WHAT THE EXERCISE ASKS:
Only text lines belong in the answer: the lines from the first one in the records through the line with "Definition for annotators: for every instance of the green", copied exactly.

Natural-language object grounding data
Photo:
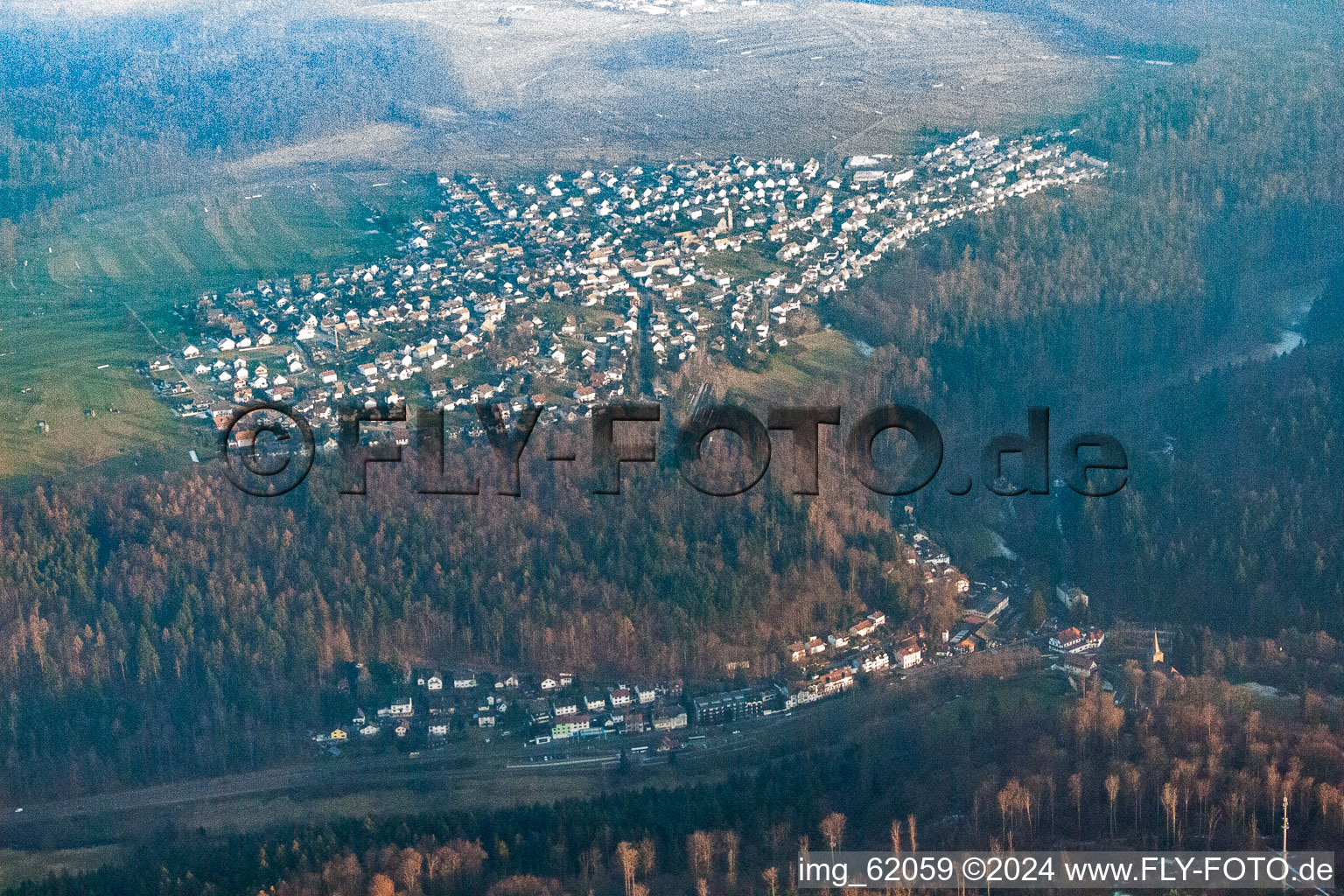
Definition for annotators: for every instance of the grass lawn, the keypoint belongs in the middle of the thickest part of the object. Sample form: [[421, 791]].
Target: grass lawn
[[825, 356], [18, 866], [63, 315]]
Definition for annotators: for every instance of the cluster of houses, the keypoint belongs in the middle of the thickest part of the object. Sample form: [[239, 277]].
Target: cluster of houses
[[1075, 649], [542, 291], [551, 707]]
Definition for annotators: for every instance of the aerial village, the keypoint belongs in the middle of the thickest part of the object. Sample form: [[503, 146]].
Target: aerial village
[[547, 708], [588, 286]]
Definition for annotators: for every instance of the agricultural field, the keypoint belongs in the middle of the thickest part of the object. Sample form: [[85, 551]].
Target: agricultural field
[[88, 303]]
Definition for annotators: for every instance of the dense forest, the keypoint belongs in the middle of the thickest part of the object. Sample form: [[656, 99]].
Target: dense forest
[[1188, 763], [153, 629]]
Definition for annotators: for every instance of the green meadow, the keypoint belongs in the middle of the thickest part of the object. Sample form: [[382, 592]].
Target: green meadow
[[87, 303]]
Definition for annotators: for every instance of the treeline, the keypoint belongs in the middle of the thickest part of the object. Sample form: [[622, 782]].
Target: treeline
[[155, 629], [95, 110], [1238, 529], [1187, 763], [1222, 195]]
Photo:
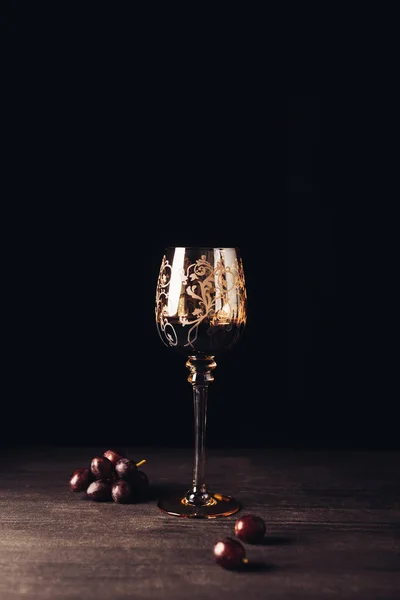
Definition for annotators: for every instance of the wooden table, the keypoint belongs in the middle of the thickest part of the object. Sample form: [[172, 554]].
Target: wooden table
[[333, 528]]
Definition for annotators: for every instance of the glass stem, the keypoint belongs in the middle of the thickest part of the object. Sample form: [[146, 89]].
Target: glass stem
[[200, 395], [200, 377]]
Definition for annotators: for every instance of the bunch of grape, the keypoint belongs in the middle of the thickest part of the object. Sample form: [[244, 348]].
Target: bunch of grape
[[112, 477]]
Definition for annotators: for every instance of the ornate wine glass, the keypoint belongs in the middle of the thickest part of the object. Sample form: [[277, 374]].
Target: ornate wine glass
[[200, 312]]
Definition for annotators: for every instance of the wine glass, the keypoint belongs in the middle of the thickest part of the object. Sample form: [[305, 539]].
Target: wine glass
[[200, 312]]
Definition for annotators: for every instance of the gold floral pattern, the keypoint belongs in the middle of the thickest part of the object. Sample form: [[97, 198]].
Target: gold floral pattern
[[214, 295]]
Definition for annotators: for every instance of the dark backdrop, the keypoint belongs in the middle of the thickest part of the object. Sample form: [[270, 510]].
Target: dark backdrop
[[124, 142]]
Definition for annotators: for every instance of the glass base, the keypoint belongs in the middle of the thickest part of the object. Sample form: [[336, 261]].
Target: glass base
[[217, 506]]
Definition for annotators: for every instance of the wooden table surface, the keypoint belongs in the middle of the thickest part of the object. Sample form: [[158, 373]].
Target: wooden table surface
[[333, 528]]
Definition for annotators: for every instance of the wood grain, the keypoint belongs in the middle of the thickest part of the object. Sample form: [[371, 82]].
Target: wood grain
[[333, 528]]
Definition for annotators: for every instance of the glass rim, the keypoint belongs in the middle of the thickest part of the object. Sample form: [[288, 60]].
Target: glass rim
[[202, 248]]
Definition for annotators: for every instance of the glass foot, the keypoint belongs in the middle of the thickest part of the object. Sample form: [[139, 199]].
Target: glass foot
[[217, 506]]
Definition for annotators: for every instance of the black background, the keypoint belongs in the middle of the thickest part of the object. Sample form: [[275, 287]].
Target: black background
[[127, 138]]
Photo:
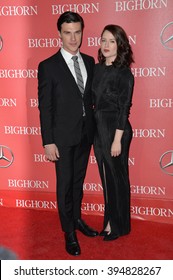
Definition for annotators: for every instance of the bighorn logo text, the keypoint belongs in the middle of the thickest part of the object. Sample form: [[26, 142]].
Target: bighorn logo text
[[1, 43], [166, 36], [166, 162], [6, 157]]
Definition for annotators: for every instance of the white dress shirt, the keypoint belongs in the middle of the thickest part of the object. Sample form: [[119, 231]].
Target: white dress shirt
[[67, 57]]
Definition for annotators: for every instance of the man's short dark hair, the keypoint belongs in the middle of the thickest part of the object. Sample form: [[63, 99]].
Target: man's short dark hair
[[69, 17]]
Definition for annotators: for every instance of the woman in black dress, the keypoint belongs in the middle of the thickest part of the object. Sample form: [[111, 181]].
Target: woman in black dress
[[112, 89]]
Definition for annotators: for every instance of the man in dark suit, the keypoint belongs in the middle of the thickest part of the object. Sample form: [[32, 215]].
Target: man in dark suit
[[67, 123]]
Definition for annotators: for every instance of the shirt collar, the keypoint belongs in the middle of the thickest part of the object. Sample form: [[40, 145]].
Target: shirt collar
[[67, 56]]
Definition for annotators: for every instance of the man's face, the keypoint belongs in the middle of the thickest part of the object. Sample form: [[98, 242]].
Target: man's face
[[71, 36]]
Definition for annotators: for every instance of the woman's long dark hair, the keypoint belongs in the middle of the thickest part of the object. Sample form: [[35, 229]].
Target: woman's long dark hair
[[124, 50]]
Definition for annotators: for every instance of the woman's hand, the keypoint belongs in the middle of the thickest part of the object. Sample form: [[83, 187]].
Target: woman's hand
[[51, 152]]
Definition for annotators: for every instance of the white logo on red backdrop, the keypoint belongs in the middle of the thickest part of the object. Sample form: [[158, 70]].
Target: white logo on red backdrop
[[6, 156]]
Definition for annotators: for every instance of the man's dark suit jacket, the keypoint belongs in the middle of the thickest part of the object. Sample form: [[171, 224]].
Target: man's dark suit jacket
[[60, 102]]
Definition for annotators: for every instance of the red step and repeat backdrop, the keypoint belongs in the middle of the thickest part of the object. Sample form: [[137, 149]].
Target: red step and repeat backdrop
[[28, 35]]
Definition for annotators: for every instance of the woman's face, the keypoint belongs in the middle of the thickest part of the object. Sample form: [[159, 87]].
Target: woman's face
[[108, 47]]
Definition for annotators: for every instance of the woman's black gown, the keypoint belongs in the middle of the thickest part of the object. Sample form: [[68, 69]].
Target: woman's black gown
[[112, 92]]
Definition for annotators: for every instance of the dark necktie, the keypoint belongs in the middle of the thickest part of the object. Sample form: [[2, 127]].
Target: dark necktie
[[79, 77]]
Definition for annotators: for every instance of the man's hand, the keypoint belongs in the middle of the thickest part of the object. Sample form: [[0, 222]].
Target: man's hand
[[51, 152]]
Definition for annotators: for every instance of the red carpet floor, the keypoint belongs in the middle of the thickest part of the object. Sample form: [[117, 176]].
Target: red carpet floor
[[36, 235]]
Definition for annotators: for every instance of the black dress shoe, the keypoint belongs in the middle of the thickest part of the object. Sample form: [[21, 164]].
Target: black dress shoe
[[71, 244], [103, 233], [85, 229], [110, 236]]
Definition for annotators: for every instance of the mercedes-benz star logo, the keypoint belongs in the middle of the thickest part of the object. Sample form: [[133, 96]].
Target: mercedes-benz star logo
[[6, 157], [166, 36], [1, 43], [166, 162]]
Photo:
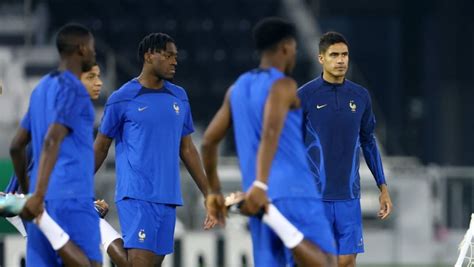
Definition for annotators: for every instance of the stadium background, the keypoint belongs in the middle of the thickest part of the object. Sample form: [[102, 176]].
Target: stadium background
[[415, 57]]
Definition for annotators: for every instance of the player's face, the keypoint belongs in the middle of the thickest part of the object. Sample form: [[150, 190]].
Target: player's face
[[92, 81], [335, 60], [88, 53], [164, 62], [291, 52]]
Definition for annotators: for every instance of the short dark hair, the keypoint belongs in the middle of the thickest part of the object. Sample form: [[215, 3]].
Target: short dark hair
[[69, 37], [88, 68], [153, 42], [329, 39], [270, 31]]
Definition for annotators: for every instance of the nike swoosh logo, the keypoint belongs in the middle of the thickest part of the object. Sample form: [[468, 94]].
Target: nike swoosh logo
[[320, 107]]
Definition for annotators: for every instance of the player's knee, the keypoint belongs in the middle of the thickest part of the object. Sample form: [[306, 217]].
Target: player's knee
[[331, 261], [346, 261]]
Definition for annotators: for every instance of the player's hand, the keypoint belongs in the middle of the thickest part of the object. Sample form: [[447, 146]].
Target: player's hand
[[255, 199], [216, 210], [385, 204], [102, 207], [34, 206]]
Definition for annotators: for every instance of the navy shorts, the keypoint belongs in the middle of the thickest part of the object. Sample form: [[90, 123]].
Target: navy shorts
[[345, 218], [147, 225]]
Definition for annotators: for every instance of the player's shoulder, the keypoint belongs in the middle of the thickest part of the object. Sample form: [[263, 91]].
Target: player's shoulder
[[310, 87], [177, 90], [285, 82], [126, 92], [64, 84]]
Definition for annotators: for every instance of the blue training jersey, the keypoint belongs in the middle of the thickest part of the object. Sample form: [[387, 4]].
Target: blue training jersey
[[14, 185], [338, 121], [61, 98], [147, 125], [289, 175]]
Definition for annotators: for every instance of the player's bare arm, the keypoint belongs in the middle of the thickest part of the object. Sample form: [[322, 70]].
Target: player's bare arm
[[102, 144], [385, 202], [49, 154], [19, 159], [214, 134], [281, 99], [190, 157]]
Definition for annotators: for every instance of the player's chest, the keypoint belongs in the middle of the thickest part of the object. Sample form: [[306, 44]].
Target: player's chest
[[156, 109], [336, 107]]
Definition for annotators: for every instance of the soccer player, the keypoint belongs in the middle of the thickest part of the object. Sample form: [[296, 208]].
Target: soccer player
[[59, 123], [338, 122], [110, 239], [264, 109], [150, 120]]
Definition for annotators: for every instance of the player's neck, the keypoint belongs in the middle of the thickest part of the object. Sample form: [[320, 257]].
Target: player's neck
[[332, 79], [72, 66], [267, 62], [150, 81]]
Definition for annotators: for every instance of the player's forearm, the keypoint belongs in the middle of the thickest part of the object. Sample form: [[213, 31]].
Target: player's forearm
[[99, 157], [18, 156], [374, 161], [209, 156], [48, 159], [102, 144], [266, 153], [193, 164]]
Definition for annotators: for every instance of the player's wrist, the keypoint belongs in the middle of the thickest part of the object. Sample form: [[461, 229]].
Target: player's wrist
[[261, 185]]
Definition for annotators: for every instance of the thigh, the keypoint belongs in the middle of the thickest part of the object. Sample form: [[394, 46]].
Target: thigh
[[79, 219], [39, 251], [268, 249], [309, 217], [348, 227], [147, 226]]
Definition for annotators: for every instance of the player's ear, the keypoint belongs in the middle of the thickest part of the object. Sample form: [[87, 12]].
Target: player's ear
[[81, 49], [147, 57], [321, 58]]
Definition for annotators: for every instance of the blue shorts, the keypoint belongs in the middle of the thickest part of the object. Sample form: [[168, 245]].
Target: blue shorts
[[147, 225], [307, 215], [79, 219], [346, 220]]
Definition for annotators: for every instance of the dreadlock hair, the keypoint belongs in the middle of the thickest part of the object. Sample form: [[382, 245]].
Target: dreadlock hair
[[329, 39], [70, 36], [154, 42], [270, 31]]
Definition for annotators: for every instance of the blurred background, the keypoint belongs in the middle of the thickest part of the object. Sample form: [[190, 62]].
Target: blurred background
[[415, 57]]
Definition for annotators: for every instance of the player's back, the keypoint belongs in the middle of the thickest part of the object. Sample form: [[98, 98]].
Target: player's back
[[289, 175], [61, 98]]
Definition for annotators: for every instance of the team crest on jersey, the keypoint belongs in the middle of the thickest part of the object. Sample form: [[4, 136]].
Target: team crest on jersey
[[141, 235], [176, 108], [353, 106]]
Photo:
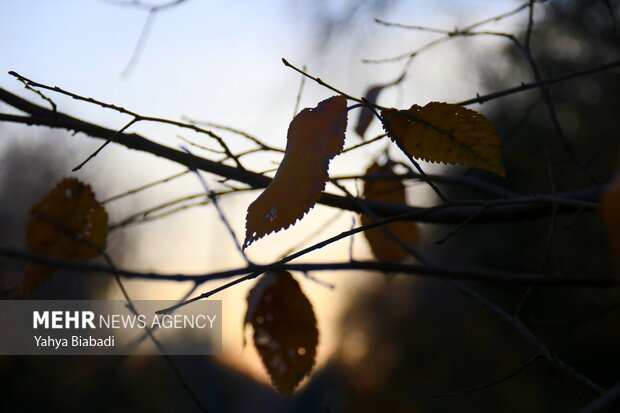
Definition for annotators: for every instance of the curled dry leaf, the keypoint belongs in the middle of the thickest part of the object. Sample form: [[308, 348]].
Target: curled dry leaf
[[285, 332], [69, 224], [443, 132], [611, 214], [391, 190], [314, 137]]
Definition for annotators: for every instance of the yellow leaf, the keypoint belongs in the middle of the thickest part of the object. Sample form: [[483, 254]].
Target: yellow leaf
[[382, 245], [443, 132], [315, 136], [285, 332], [68, 223], [611, 214]]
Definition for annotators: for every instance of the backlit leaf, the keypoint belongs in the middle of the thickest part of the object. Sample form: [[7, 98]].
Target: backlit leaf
[[443, 132], [611, 214], [314, 137], [382, 245], [365, 114], [69, 224], [285, 332]]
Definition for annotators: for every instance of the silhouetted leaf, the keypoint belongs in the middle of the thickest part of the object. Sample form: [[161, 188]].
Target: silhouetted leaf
[[443, 132], [68, 223], [285, 332], [314, 137], [384, 247]]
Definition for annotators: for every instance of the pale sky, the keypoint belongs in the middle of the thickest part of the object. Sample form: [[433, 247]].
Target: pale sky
[[220, 61]]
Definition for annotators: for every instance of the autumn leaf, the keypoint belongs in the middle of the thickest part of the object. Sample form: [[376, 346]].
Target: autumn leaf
[[367, 115], [443, 132], [285, 332], [68, 223], [382, 245], [314, 137]]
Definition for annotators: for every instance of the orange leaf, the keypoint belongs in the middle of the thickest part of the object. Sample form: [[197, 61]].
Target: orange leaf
[[443, 132], [68, 223], [611, 214], [314, 137], [285, 332], [382, 245]]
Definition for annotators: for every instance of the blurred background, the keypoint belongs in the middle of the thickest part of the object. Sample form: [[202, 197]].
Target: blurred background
[[385, 345]]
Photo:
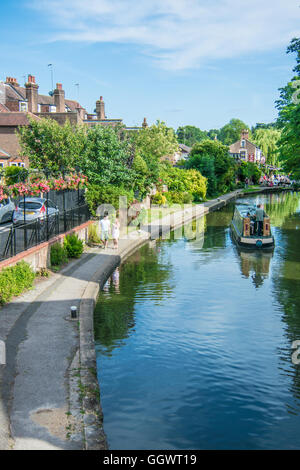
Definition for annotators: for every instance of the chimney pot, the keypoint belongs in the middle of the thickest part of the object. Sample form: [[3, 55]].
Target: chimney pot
[[100, 109]]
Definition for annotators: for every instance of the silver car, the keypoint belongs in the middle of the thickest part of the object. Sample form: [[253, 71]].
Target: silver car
[[7, 208], [35, 208]]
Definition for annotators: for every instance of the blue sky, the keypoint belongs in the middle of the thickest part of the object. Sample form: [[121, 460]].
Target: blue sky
[[193, 62]]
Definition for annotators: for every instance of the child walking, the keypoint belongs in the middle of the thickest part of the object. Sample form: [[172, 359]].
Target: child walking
[[116, 233]]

REPLY TO THE EXERCISE:
Photo:
Definition for annotators: for every instance of the grass lawn, the keypoint belongs in the middle of the thickest part of the object. Sample form: [[421, 791]].
Target: grass lawn
[[825, 356], [18, 866], [63, 315]]
Definition for annotators: for every instance of the cluster of houses, the keypoint belongs in the middle of the thickest part of the object. Sample form: [[239, 277]].
Target: cluster of houses
[[1075, 649], [542, 291], [551, 707]]
Definition for annotators: for every instance of the aerial village, the keypoint belongs in the middle of the thickest part of the object. Sample form: [[503, 146]].
Target: aerial village
[[547, 708], [588, 286]]
Definition for annotators: for every instance of the agricultural field, the keypoint belongs in the middle of the thickest part of the object. Sample form: [[85, 551]].
Target: agricultural field
[[88, 303]]
Definition for annotators: for every instance of the dense forest, the keypoint belongs in the middle of the thickest part of the object. Sample form: [[656, 99]].
Target: dense forest
[[1188, 763], [153, 629]]
Definition for annotators: for every instance of the green meadow, the keypoint belongs in the middle of the thickest part of the object. Sample form: [[382, 592]].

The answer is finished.